Report, word for word, each row below that contains the string "leafy".

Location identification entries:

## START

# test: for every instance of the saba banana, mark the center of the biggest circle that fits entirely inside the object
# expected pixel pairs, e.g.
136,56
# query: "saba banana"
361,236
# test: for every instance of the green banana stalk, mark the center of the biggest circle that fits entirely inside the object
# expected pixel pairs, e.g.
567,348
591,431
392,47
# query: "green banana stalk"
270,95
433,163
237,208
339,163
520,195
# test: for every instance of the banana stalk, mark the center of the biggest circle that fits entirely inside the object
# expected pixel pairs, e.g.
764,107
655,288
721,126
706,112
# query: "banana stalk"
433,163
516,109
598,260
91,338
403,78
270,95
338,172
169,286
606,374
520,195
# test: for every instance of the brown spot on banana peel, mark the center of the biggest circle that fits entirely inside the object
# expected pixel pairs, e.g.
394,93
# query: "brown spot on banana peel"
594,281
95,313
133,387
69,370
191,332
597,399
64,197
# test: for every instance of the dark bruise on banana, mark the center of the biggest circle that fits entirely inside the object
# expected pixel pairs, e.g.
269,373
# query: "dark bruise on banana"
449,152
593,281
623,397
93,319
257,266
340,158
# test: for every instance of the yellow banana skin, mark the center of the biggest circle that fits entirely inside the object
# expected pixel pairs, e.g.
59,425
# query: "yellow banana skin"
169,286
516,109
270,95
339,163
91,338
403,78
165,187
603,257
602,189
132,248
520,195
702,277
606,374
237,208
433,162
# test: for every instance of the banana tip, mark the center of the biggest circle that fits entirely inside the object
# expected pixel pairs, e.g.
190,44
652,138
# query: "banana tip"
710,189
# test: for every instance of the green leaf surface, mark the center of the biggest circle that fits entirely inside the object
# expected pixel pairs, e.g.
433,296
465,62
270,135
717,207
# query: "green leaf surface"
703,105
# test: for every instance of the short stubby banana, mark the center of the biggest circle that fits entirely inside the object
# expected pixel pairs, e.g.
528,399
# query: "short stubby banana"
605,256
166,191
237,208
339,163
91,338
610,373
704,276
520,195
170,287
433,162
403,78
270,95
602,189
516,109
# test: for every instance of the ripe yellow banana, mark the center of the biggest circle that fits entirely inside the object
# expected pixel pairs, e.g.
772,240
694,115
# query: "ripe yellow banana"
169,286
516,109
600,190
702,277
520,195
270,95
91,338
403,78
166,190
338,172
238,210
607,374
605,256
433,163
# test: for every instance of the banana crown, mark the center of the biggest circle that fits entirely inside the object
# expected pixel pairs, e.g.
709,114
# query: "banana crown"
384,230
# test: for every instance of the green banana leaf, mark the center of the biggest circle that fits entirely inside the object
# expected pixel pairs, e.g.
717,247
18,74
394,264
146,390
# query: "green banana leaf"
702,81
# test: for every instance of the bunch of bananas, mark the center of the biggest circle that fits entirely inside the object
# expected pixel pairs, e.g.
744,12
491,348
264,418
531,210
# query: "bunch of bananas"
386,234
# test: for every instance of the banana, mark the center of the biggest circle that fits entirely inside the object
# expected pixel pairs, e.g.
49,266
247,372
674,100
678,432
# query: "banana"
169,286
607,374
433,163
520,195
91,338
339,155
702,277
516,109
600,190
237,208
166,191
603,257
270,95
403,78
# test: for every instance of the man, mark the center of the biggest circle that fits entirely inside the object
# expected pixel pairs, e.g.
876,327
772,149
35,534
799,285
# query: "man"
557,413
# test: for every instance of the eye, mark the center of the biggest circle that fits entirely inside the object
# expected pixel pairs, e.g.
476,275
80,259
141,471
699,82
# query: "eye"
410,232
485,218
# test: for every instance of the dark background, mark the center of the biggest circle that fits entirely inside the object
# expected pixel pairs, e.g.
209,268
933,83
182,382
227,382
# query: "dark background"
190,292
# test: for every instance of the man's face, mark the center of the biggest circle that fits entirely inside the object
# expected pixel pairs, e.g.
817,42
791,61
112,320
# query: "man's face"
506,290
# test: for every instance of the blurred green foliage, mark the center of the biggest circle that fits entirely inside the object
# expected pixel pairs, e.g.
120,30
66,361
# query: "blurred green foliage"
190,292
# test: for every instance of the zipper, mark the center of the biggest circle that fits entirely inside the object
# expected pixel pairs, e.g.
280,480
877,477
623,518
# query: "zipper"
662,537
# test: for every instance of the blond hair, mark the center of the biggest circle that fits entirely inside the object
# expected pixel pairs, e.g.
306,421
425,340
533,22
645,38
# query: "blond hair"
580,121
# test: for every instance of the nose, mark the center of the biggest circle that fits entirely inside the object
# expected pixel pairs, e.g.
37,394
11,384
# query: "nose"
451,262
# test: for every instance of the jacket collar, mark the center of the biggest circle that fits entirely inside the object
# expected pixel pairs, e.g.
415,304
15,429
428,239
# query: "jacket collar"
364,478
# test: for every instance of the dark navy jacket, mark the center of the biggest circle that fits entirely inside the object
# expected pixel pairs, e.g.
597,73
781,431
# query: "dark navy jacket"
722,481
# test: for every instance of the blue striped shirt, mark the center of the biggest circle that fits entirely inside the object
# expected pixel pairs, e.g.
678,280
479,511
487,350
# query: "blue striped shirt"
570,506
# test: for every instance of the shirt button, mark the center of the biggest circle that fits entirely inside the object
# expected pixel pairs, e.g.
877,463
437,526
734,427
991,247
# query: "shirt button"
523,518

## END
## START

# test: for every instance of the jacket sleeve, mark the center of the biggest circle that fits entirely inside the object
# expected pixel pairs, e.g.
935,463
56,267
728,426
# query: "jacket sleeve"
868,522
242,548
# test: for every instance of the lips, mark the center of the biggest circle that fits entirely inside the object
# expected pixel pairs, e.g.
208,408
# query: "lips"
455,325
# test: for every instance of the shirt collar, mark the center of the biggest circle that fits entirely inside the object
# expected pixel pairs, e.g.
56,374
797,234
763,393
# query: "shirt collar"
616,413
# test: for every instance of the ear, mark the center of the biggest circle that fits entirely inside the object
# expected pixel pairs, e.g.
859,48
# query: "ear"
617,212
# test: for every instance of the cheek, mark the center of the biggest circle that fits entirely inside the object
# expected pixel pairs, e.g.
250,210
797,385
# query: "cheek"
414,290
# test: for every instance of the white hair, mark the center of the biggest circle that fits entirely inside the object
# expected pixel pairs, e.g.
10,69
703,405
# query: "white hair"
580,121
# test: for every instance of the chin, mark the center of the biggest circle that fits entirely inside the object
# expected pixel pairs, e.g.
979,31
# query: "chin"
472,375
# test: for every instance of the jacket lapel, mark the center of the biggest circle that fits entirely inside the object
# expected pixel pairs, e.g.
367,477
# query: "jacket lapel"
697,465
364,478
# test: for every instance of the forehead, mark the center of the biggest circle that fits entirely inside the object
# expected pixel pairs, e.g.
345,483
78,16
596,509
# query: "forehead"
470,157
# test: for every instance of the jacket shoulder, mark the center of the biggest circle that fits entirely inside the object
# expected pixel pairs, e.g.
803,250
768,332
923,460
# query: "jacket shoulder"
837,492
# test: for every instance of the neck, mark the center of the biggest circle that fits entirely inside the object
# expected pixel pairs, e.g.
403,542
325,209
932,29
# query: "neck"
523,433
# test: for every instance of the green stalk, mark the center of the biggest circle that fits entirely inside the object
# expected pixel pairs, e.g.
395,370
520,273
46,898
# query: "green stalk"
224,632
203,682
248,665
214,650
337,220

## END
## START

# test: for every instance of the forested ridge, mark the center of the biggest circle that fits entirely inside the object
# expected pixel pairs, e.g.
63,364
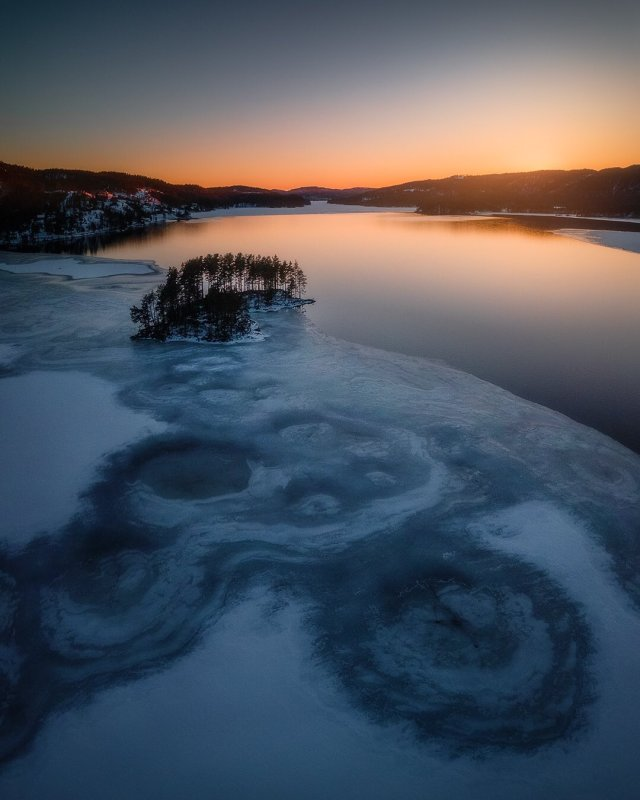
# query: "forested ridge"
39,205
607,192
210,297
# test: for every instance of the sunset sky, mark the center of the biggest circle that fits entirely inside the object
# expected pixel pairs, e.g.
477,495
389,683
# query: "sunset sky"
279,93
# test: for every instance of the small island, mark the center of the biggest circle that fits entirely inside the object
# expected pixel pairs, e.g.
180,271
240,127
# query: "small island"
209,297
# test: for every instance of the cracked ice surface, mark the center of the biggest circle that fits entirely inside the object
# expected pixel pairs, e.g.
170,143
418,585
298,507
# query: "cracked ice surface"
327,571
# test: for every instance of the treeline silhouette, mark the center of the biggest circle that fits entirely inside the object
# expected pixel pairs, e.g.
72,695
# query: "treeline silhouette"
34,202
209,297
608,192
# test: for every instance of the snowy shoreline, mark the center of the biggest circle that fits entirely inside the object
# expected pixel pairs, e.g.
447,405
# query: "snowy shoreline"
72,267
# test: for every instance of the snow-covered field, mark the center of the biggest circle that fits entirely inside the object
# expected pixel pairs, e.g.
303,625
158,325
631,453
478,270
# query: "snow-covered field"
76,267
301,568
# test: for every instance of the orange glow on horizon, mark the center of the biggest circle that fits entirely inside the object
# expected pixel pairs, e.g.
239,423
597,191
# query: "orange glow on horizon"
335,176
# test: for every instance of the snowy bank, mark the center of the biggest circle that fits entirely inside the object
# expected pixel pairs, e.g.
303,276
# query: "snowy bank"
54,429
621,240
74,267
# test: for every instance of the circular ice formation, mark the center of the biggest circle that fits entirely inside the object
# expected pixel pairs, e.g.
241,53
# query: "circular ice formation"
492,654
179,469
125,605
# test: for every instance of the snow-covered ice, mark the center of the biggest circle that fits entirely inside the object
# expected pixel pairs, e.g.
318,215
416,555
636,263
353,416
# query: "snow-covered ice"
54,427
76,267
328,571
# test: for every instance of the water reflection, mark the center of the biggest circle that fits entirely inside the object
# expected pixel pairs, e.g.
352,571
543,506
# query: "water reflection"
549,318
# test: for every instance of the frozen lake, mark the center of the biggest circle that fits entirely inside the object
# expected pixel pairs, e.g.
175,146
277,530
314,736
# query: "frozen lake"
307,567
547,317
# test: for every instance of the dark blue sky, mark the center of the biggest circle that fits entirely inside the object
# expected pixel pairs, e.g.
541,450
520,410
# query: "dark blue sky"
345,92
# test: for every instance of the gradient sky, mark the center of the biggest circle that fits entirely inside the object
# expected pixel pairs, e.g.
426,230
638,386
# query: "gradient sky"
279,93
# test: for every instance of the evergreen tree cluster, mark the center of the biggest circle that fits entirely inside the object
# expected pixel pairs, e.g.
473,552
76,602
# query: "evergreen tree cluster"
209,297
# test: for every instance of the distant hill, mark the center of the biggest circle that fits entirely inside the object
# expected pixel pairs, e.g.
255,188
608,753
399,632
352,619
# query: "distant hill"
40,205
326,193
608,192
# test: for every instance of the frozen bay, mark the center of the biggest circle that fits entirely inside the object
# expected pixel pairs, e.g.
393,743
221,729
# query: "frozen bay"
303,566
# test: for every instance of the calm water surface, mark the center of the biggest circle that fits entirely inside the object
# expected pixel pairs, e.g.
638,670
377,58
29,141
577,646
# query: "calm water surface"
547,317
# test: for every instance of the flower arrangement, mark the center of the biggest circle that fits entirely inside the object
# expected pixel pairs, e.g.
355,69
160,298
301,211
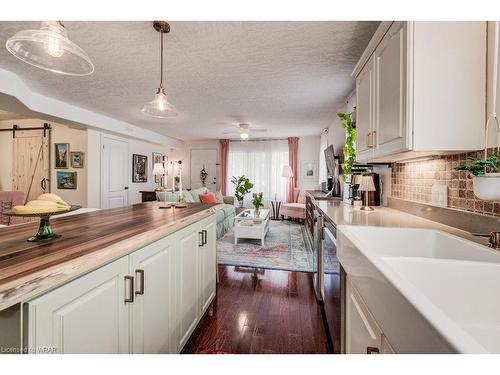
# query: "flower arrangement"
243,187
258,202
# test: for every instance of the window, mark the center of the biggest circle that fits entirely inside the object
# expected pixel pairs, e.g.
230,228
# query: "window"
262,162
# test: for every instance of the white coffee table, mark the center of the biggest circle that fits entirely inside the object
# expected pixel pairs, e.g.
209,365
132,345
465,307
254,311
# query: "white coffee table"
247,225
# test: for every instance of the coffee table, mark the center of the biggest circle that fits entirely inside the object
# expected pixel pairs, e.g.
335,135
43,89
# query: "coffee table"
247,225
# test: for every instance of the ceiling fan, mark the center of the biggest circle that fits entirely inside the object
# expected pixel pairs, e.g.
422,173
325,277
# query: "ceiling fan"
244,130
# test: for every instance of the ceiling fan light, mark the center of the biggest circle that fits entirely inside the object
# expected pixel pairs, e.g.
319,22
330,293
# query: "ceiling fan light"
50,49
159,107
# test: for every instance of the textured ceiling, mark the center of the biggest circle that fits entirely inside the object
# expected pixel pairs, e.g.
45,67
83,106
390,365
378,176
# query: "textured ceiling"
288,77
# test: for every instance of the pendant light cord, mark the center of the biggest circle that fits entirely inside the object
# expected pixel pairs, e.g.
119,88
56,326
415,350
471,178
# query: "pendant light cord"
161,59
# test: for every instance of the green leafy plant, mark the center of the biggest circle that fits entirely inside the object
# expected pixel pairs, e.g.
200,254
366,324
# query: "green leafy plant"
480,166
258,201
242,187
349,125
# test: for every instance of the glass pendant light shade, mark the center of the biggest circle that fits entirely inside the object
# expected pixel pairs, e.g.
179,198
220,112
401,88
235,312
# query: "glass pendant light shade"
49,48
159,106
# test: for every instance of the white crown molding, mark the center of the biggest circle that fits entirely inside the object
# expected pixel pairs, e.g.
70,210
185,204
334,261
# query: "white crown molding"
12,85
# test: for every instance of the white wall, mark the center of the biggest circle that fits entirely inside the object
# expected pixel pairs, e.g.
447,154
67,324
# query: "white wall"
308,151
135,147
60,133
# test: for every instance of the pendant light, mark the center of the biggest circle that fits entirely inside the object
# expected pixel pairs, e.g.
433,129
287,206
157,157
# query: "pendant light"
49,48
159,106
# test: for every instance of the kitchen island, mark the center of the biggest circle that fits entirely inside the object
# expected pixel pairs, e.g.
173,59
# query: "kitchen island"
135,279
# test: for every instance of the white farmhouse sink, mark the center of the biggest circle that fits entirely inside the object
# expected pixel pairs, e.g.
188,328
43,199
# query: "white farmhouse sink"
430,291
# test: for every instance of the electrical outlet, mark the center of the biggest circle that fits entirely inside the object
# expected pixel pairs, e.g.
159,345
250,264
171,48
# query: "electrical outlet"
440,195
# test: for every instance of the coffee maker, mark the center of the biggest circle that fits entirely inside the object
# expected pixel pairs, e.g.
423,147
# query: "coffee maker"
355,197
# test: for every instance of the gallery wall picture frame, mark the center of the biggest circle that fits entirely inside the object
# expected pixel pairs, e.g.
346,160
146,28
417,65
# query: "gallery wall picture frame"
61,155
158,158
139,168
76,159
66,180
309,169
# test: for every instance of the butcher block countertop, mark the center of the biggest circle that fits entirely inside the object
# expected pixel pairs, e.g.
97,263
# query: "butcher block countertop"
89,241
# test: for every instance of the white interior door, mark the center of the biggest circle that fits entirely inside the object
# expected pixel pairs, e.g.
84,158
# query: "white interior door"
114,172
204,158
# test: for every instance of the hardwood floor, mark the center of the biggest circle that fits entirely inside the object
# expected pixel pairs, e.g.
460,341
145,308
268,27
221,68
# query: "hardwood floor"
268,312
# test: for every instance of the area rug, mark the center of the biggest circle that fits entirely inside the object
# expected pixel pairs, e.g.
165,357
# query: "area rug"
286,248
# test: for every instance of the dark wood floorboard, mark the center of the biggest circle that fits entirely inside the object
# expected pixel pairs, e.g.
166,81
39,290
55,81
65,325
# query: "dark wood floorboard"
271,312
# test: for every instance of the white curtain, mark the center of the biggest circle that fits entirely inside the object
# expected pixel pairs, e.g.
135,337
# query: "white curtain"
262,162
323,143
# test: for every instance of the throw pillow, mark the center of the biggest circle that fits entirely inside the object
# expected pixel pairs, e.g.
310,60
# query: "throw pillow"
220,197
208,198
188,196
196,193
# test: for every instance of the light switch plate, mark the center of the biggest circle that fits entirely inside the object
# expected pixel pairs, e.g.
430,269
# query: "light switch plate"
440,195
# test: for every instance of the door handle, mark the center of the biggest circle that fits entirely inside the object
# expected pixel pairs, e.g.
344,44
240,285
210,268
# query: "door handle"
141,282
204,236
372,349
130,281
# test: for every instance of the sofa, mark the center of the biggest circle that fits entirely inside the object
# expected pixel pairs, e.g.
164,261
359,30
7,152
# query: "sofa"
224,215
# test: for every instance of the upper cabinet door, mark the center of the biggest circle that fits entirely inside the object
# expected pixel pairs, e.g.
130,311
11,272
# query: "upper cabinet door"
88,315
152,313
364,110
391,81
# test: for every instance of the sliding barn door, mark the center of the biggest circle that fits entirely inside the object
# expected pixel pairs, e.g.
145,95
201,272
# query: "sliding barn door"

## END

COMPLETE RESPONSE:
# test: for every instance of the green leafy plant, mark the center of the biggest circle that fits entirely inside the object
# query: "green leafy plant"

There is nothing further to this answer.